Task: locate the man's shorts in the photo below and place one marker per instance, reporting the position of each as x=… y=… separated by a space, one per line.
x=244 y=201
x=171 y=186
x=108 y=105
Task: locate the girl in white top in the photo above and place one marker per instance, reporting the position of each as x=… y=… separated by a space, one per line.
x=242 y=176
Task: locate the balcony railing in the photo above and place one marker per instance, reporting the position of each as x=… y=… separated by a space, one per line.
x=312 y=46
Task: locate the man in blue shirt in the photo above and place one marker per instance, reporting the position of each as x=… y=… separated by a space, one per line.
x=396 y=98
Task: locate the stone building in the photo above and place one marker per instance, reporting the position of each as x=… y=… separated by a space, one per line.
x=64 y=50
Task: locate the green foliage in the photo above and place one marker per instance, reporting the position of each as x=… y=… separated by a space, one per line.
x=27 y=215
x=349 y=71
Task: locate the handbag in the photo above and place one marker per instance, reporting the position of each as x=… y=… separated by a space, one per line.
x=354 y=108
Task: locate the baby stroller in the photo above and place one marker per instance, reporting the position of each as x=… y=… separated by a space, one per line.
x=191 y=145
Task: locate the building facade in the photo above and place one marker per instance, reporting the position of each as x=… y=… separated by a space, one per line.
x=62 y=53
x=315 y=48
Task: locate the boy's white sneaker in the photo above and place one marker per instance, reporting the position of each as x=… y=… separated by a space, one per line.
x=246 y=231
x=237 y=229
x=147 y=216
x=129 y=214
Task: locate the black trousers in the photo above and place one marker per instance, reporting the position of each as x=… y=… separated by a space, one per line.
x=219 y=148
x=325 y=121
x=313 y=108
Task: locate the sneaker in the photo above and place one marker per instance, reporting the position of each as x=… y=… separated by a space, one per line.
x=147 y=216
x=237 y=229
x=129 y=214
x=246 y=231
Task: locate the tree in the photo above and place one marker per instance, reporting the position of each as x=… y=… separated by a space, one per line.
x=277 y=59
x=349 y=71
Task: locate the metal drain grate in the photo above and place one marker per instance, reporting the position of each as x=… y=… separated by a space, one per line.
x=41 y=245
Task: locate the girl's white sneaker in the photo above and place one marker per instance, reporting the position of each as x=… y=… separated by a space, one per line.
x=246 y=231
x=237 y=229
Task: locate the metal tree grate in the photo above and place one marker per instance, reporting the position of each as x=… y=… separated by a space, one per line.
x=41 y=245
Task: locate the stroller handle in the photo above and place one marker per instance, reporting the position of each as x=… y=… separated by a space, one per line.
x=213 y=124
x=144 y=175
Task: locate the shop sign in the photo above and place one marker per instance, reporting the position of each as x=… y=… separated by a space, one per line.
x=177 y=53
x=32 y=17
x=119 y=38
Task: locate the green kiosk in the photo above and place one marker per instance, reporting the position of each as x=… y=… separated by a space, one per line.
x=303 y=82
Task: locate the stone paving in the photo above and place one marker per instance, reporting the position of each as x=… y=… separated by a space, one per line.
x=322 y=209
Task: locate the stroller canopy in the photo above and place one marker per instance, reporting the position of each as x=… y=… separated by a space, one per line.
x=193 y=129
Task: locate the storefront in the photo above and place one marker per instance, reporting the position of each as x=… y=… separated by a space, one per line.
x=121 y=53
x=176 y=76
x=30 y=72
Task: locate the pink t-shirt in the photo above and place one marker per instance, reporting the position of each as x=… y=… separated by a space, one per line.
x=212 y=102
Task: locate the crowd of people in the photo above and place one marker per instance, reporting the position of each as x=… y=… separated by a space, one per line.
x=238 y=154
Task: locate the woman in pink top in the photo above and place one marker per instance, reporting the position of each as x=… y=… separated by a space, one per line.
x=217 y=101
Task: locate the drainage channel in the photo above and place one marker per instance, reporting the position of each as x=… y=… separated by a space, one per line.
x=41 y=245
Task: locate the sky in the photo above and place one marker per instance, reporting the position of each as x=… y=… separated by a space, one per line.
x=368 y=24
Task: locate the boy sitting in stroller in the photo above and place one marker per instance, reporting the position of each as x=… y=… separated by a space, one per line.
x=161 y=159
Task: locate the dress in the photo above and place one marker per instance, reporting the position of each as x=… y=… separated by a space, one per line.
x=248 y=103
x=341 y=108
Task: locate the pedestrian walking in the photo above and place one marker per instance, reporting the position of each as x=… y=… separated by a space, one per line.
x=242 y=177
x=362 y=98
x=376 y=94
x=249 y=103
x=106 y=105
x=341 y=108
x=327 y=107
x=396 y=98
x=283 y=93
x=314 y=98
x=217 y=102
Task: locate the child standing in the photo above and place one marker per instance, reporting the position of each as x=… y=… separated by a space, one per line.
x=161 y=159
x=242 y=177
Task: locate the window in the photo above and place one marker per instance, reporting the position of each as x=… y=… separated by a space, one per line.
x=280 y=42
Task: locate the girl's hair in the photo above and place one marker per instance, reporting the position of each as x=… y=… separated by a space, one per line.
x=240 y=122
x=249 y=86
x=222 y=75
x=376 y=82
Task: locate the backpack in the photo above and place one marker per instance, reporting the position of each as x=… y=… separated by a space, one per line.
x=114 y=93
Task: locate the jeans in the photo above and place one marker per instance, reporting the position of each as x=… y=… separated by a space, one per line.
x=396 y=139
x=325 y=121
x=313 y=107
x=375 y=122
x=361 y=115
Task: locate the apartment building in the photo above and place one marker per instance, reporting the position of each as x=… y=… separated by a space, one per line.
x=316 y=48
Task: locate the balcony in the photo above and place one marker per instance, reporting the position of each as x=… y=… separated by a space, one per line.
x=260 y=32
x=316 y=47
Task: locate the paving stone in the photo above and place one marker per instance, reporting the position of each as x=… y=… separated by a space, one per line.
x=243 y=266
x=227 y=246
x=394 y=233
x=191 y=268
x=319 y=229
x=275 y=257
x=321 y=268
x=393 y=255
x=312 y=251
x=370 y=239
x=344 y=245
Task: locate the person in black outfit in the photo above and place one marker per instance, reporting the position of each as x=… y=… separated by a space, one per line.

» **The exercise**: Write out the lines above from the one containing "Task: locate the jeans" through the last, exactly as they are.

» **Reply to the exercise**:
Task: locate the jeans in the photo above and place one marker per instance, reporting the position of each as x=… y=… separated by a space, one per line.
x=396 y=139
x=325 y=121
x=313 y=107
x=375 y=122
x=361 y=115
Task: locate the apartment building in the photo above and place one marker per instance, reporting the position of each as x=… y=… separated by a space, one per line.
x=316 y=48
Task: locate the balcony in the photo above and place one marker per instance, reporting the position of each as x=… y=… separated by a space, one per line.
x=260 y=32
x=316 y=47
Task: locate the paving stone in the photo above and place one marker per instance, reporting the position of each as x=… y=… separated by a space, one per line.
x=243 y=266
x=227 y=246
x=394 y=233
x=191 y=268
x=319 y=229
x=275 y=257
x=321 y=268
x=393 y=255
x=312 y=251
x=370 y=239
x=344 y=245
Task: locate the person in black outfit in the photo above and place one marker per instance, reporting the position of each as x=… y=… separated by a space, one per line.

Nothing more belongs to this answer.